§ **Source text**

I. THE RIDDLE OF THE SHUDRAS - Page 46

THE SHUDRAS : THE RIDDLE OF THE SHUDRAS 27

III

These are the real reasons why the Purusha Sukta is unique. But the Purusha Sukta is not merely unique, it is also extraordinary. It is extraordinary because it is so full of riddles. Few seem to be aware of these riddles. But anyone who cares to inquire will learn how real in their nature and how strange in their complexion these riddles are. The cosmogony set out in the Purusha Sukta is not the only cosmogony one comes across in the Rig Veda. There is another cosmogony which is expounded in the 72nd Hymn of the Tenth Mandala of the Rig Veda. It reads as follows : [1]

“1. Let us proclaim with a clear voice of the generation of the gods (the divine company), who, when their praises are recited, look (favourably on the worshipper) in this latter age.

  1. Brahmanaspati filled these (generations of the gods) with breath as a blacksmith (his bellows); in the first age of the gods the existent was born of the non-existent.

  2. In the first age of the gods the existent was born of the nonexistent; after that the quarters (of the horizon) were born, and after them the upward-growing (trees).

  3. The earth was born from the upward growing (tree), the quarters were born from the earth; Daksha was born from Aditi and afterwards Aditi from Daksha.

  4. Aditi, who was thy daughter, Daksha, was born; after her, the gods were born, adorable, freed from the bonds of death.

  5. When, gods, you abode in this pool well-arranged, then a pungent dust went forth from you as if you were dancing.

§ **Listing**
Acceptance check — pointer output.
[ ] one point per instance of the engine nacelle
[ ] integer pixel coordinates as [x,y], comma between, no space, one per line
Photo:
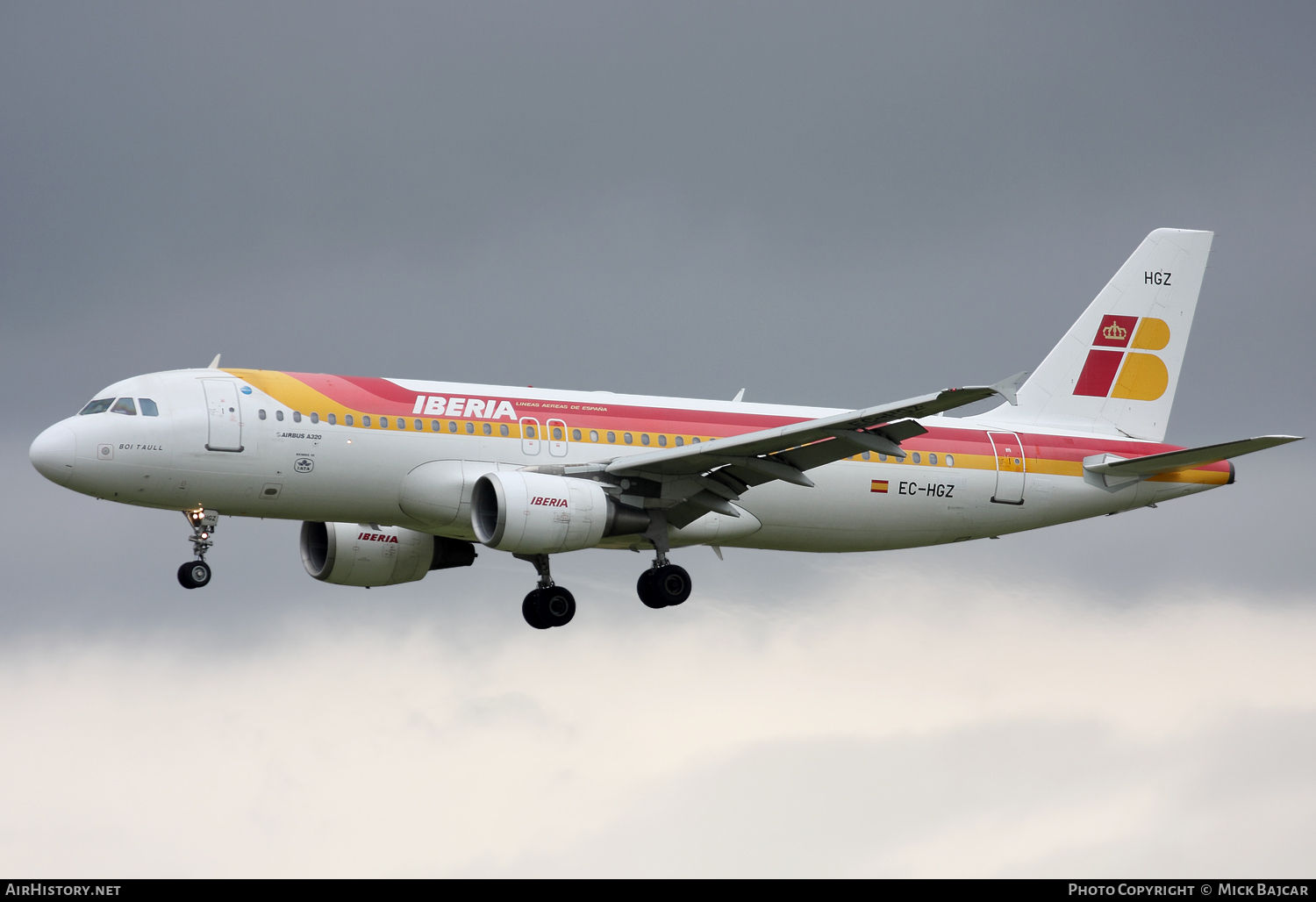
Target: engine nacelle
[541,514]
[361,555]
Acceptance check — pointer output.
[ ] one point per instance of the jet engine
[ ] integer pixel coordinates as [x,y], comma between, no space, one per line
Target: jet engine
[365,555]
[544,514]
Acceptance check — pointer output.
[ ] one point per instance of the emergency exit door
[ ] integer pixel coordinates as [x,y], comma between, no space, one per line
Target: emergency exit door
[529,434]
[224,412]
[557,437]
[1010,468]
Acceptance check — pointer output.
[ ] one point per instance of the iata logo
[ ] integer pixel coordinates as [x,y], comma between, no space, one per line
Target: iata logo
[376,536]
[1115,331]
[1141,376]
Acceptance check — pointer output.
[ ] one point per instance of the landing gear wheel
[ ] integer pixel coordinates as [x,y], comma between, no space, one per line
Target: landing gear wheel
[549,607]
[555,606]
[531,612]
[644,588]
[194,575]
[670,585]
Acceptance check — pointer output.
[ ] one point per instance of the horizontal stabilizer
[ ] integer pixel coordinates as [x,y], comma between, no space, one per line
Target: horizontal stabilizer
[1153,464]
[799,447]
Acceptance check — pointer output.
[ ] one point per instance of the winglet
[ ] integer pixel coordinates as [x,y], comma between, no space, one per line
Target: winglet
[1008,389]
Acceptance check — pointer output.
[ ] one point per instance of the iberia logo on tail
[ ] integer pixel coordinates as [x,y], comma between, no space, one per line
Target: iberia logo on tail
[1141,376]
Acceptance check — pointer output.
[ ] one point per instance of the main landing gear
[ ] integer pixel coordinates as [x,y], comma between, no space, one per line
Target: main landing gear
[547,605]
[194,575]
[662,585]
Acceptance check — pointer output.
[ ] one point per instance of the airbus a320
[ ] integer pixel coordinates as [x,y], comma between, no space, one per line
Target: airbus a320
[394,478]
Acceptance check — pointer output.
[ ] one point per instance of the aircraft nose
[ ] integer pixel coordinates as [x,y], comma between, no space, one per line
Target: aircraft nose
[53,454]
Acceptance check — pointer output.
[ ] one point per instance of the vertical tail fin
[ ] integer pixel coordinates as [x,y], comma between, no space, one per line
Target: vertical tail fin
[1116,369]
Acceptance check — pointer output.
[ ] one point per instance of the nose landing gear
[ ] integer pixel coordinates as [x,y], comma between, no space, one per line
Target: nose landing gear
[194,575]
[547,605]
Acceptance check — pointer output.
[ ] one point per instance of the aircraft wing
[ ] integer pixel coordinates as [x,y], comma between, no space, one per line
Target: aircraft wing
[786,452]
[1153,464]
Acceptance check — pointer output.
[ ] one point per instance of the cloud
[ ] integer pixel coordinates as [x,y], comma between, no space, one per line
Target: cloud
[899,725]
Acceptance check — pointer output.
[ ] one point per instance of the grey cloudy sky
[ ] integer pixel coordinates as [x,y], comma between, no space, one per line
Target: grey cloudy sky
[824,203]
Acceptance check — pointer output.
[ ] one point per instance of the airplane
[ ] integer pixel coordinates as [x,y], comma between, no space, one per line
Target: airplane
[394,478]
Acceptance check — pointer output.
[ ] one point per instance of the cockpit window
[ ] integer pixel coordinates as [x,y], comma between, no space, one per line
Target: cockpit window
[97,405]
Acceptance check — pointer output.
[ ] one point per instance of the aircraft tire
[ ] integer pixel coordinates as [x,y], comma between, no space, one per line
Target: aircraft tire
[644,588]
[194,575]
[554,606]
[531,612]
[670,585]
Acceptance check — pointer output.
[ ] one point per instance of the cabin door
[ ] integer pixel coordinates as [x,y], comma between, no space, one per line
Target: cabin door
[225,415]
[1010,468]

§ **Task objective**
Print the lines from the passage on the riddle of the Shudras exactly, starting with "3. The earth" and going on through "Aditi from Daksha.".

§ **Written solution**
3. The earth was born from the upward growing (tree), the quarters were born from the earth; Daksha was born from Aditi and afterwards Aditi from Daksha.